**DATASET RECORDS**:
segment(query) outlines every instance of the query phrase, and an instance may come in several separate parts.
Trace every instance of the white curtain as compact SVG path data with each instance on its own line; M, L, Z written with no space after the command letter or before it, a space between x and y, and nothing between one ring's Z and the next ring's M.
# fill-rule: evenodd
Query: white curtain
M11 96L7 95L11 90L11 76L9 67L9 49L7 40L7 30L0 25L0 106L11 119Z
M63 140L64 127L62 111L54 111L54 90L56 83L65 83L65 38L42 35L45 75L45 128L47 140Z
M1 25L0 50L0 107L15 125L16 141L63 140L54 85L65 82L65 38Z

**REQUIRED WORK**: Return the material in full. Each line must match.

**REPLY**:
segment(query) outlines every instance of the query phrase, and an instance may come in several separate parts.
Trace every instance of the white curtain as compact SVG path data with each instance on its own line; M, L, Z written with no space after the command letter or before it, a space between x and y, and nothing between one ring's Z and the next ring's M.
# fill-rule: evenodd
Query: white curtain
M11 96L7 95L11 90L11 76L9 67L9 49L7 40L7 30L0 25L0 106L11 119Z
M63 140L64 127L62 111L54 111L54 90L56 83L65 83L65 38L42 35L45 75L45 128L47 140Z
M1 25L0 50L0 107L15 125L16 141L63 140L54 85L65 82L65 38Z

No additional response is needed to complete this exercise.